Yıldırım, Ekonomi Güven Endeksinin 2018 Ocak ayında Aralık ayına göre 10 puan artarak 95'ten 105'e yükseldiğine işaret etti.
15 Temmuz hain darbe girişimden sonra Türk ekonomisini çökertmek için kimi odakların saldırıya geçtiğini belirten Yıldırım, şunları kaydetti:
"Ekonomimiz öyle sağlam temellere oturuyor ki bu ve buna benzer girişimler emellerine ulaşamadı. 'Suriye'de yürüttüğümüz operasyon, ekonomiyi olumsuz etkileyecek' dediler. Türkiye ekonomisi böylesi operasyonlardan etkilenmez, Türkiye 35 yıldan beri buna benzer operasyonları yapıyor. Irak'ta, Fırat Kalkanı'nda ve şimdi de Afrin'de teröre karşı teröristlerin yok edilmesi için bu operasyonlarımızı sürdürmeye kararlıyız. Elde ettiğimiz büyük başarı, büyümedeki istikrarlı artış, ihracattaki artış Türkiye'yi bütün yatırımcılar için stratejik bir ülke haline getirdi. Türkiye, 2018 yılında bütün sektörleriyle büyümeye, gelişmeye devam edecek gençler. '2 günü birbirine eşit olan ziyandadır' ilkesinden hareketle vatandaşlarımıza daha güzel hizmet vermenin yollarını arıyoruz."
Başbakan Yıldırım, partililerin "Başbakan bizi Afrin'e götür." tezahüratları üzerine, "Türkiye'ye kafa tutanlar bu sese kulak versin, 81 milyon bu ay yıldızlı bayrak için, bağımsızlık için bu ülke için her biri bir Mehmetçik'tir, her biri Nene Hatun'dur." dedi.
Yıldırım, CHP Genel Başkanı Kemal Kılıçdaroğlu'nun son günlerdeki konuşmalarında "yerli ve milli" vurgusu yaptığını söyledi.
Yerliliğin ve milliliğin "PYD/YPG terör örgütü değil" diyen milletvekili varsa onlara gereken dersi vermekle olacağını belirten Yıldırım, "Millilik ve yerlilik PKK ve FETÖ'cülerle, PKK terör örgütü sevicileriyle kol kola girmekle olmaz. Milli ve yerlilik bu ülkenin birliğine ve beraberliğine 81 milyonun kardeşliğine saygı duymakla olur. Sayın Kemal Kılıçdaroğlu milli ve yerli lafını çok söylüyorsunuz. Güzel bir şey tabii ki milli ve yerli olmak lazım. O halde buyur gel milli mutabakata gel. Sen de bu saflara katıl. Kurtuluş buradadır." diye konuştu.

Yönergeler:
**A)** Makalede "Başbakan Yıldırım, partililerin" sözleriyle başlayıp "vurgusu yaptığını söyledi." sözlerine kadar süren bölümü aynen tekrar yaz.
**B)** Makaleye göre Ekonomi Güven Endeksi 2018 Ocak ayında kaç puana yükseldi?

Çıkarılan Veriler:
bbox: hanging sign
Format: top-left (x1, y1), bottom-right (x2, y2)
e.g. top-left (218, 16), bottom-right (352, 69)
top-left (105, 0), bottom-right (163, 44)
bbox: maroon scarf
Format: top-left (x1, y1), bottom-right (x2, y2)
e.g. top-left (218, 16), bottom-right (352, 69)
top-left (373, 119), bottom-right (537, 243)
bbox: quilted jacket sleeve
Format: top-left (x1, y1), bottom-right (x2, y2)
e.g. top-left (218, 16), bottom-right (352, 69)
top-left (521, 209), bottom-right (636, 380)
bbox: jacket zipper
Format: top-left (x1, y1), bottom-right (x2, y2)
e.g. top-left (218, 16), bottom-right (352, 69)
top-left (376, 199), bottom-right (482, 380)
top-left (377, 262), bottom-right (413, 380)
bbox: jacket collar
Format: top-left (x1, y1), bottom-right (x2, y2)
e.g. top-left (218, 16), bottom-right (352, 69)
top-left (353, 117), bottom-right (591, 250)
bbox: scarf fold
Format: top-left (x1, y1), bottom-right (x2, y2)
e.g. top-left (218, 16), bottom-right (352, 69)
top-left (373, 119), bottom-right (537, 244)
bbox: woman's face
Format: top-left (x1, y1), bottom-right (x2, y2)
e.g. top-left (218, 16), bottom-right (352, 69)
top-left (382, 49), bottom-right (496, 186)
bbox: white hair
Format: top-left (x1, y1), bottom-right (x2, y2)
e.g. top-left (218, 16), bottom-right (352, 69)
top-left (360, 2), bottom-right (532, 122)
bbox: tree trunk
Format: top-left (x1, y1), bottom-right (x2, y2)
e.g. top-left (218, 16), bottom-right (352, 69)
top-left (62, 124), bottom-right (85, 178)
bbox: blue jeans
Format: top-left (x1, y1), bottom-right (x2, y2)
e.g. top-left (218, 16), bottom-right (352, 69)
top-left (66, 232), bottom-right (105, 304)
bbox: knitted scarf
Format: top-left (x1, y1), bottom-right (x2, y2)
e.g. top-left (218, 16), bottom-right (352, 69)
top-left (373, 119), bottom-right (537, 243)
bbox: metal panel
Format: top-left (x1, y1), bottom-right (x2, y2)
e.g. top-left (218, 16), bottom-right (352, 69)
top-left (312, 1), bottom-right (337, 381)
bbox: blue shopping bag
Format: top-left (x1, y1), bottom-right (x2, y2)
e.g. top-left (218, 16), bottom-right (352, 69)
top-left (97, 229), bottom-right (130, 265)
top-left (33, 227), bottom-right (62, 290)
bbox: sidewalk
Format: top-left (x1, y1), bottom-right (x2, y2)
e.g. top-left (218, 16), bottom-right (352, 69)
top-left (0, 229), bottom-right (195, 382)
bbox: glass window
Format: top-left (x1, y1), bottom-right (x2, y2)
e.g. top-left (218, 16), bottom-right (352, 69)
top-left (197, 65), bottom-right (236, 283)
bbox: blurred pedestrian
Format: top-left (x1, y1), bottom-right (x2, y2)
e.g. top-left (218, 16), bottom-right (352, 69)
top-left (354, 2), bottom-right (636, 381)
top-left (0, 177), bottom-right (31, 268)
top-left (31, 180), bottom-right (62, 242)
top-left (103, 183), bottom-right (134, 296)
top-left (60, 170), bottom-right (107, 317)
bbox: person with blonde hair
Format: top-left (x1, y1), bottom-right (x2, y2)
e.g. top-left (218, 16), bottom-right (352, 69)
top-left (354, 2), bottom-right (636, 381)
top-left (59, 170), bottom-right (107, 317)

Çözüm Listesi:
**A)**
Başbakan Yıldırım, partililerin "Başbakan bizi Afrin'e götür." tezahüratları üzerine, "Türkiye'ye kafa tutanlar bu sese kulak versin, 81 milyon bu ay yıldızlı bayrak için, bağımsızlık için bu ülke için her biri bir Mehmetçik'tir, her biri Nene Hatun'dur." dedi.
Yıldırım, CHP Genel Başkanı Kemal Kılıçdaroğlu'nun son günlerdeki konuşmalarında "yerli ve milli" vurgusu yaptığını söyledi.

**B)** 105 puana yükseldi.